# PASSAGE SHOWN
━━━━━━━━━━━━━━━━━━━━━━━━━━━━━━

There is something about names. Some names strike fear and terror in the heart — the school bully, the abuser, the deadly foe, the arch business rival. Others command respect — the childhood teacher who invested time in us. While still others inspire affection and love — our spouse, or a favourite granny. Even in our modern, often impersonal world of numbers, names are powerful symbols, often invested with deep personal meaning.

As we enter the season of Advent, one name naturally comes to our attention — Jesus. It’s a name we hear daily, whether we’re a Christian or an unbeliever.

But what does the name Jesus mean to you? Many treat it with a casualness today, nothing more than an expletive, devoid of meaning or significance. Yet it is a name overflowing with meaning and significance. The most famous Jesus wasn’t the first to be called Jesus, nor the last. But he was given the name for very good reason.

Before his birth, Joseph, in whose family he grew up, was told what to call him and why. “He shall be called Jesus for he shall save his people from their sins. (Matthew 1:18). So when John Newton wrote his hymn “How sweet the name of Jesus sounds in a believer’s ear” he began the fourth verse “Jesus! Our Saviour, Shepherd, Friend”.

There is no better starting place to get to grips with the name for Jesus and its significance. Whatever respect you may have for the name of Jesus, it is only a believer who has experienced Jesus’ saving work in their life who knows the sweetness of that name.

As we enter Advent and begin to reflect on the true meaning of Christmas, we must face the unpalatable truth that the name of Jesus contains. It is sweet in a believer’s ear, but it brings all of us, believers and unbelievers alike, face to face with the dark underbelly of life. If Jesus is a Saviour, then we are in need of saving.

But from what? From our enemies? From ourselves? It is certainly true that we have an Enemy from whom we need saving. And often we are our own worst enemies, thinking and doing things of which we are deeply ashamed.

But Jesus came to save us from something more destructive — our sin. That principle ingrained in us from birth that rebels against God and everything he does and stands for. That principle that means each one of us will one day die, and if it is not dealt with in this life will be the thing that condemns us to eternal death.

That’s the reason Jesus was born: “to save his people from their sins.” Christmas without sin is absolutely meaningless. We might enjoy the tinsel and the trees, the turkey and mince pies, but if we don’t have sin and a Saviour we don’t have Christmas.

What the angel told Joseph, the angel choir announced to the Bethlehem shepherds. “Fear not, for behold, I bring you good news of great joy that will be for all the people. For unto you is born this day in the city of David a Saviour, who is Christ the Lord.” (Luke 2:10, 11)

━━━━━━━━━━━━━━━━━━━━━━━━━━━━━━

# SUPPLIED ENTRIES
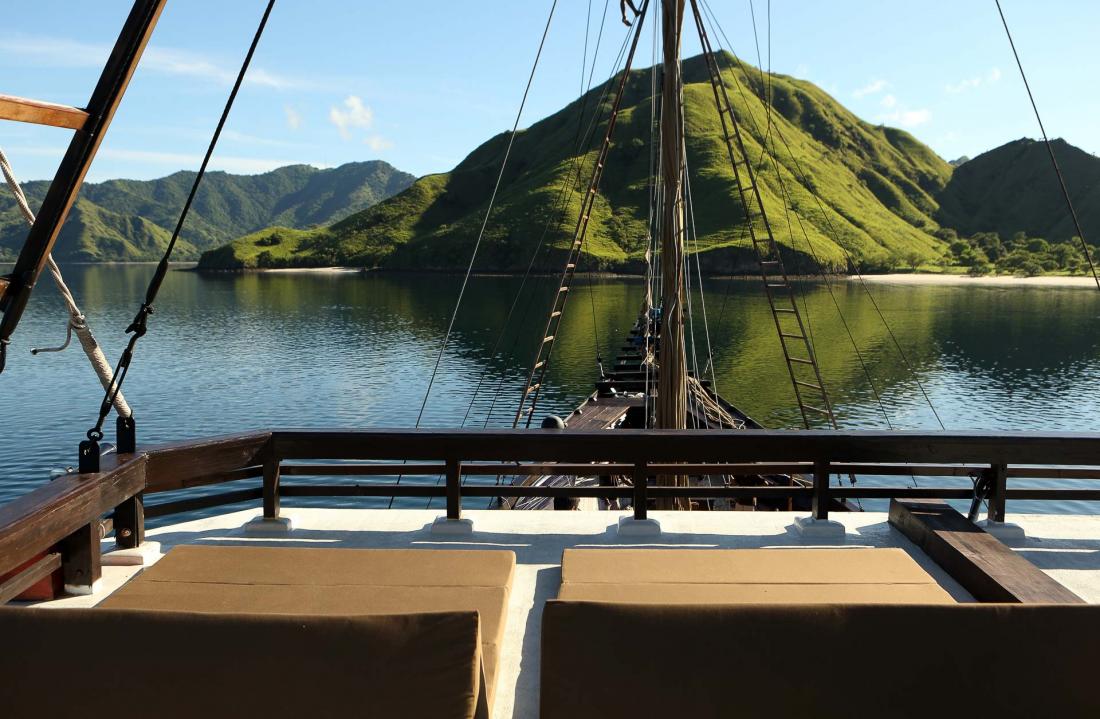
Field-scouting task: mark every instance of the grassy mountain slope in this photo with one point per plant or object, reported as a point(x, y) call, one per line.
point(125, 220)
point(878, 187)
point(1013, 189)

━━━━━━━━━━━━━━━━━━━━━━━━━━━━━━

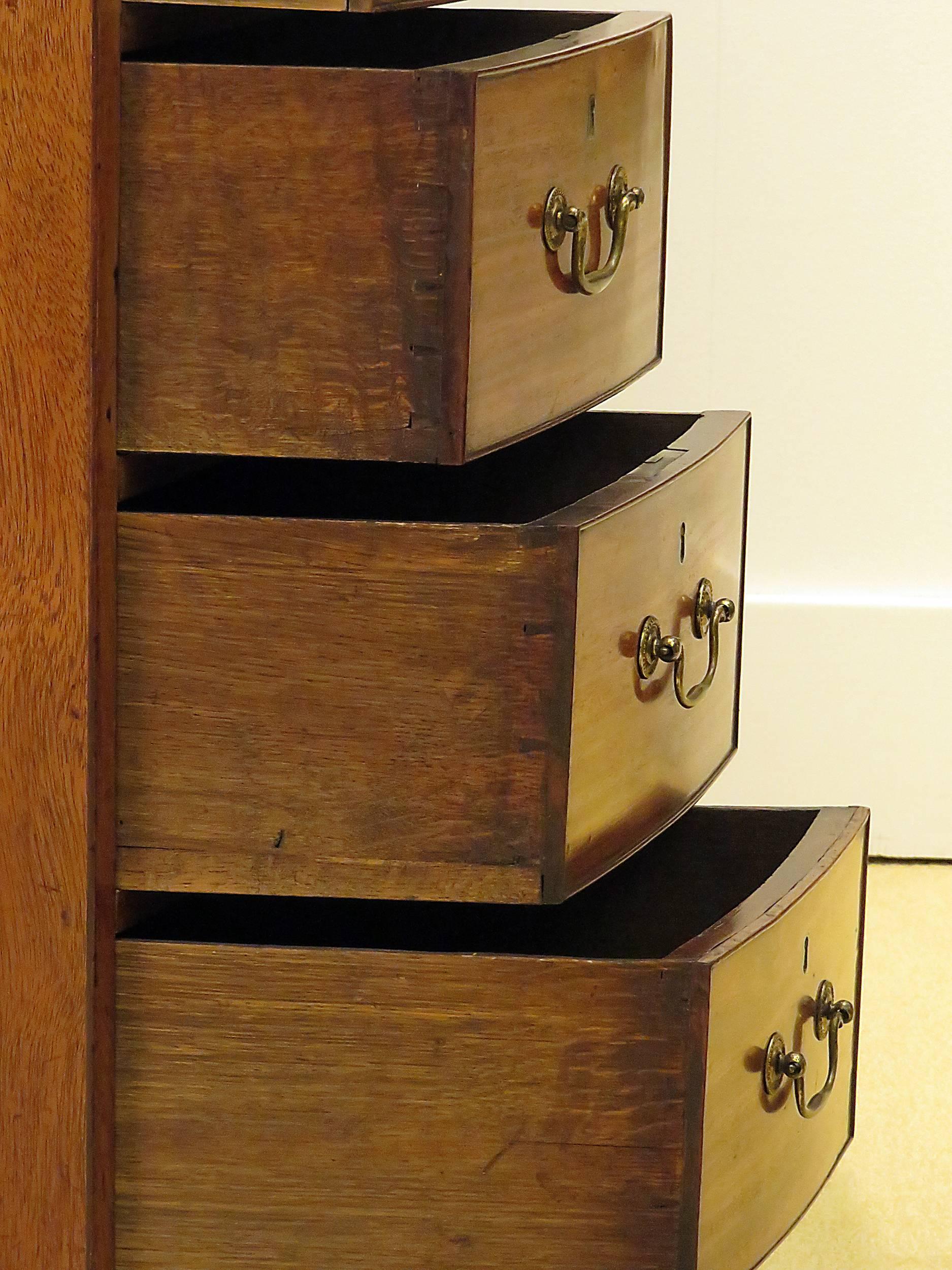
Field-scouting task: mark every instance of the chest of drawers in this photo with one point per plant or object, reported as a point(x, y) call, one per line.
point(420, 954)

━━━━━━━━━━━━━━━━━━━━━━━━━━━━━━

# AIM
Carry on the passage about the name Jesus, starting after the last sentence shown. The rows come from a separate source and have nothing to do with the passage.

# FINAL RESULT
The birth of a Saviour is good news only if we face up to the bad news — we are sinners before Almighty God. And it is only good news when we realize that we cannot deal with our sin to God’s satisfaction by ourselves. We are hopeless, helpless sinners.

But the good news that Christmas reminds us about is that God himself has become our Saviour. The Jesus who was born in Bethlehem was not simply the Son of Mary, he was “Christ the Lord”. Christ means the Anointed One, and is the title Jews gave (and still give) to their expected deliverer. The Bible proclaims him to be Jesus of Nazareth, the Saviour of the world.

The truly amazing thing about this Anointed Jesus is that the angels also called him “the Lord”. They do not simply mean he is our superior, to whom we owe allegiance. They mean that he is actually God himself, born in the flesh. The term “the Lord” is used throughout the first part of the Bible (the Old Testament) as the chief title of God. When the angel talked to Joseph before Jesus’ birth he told him exactly the same thing. Jesus was to have a second name — Immanuel, which is Hebrew for “God is with us” (Matthew 1:23).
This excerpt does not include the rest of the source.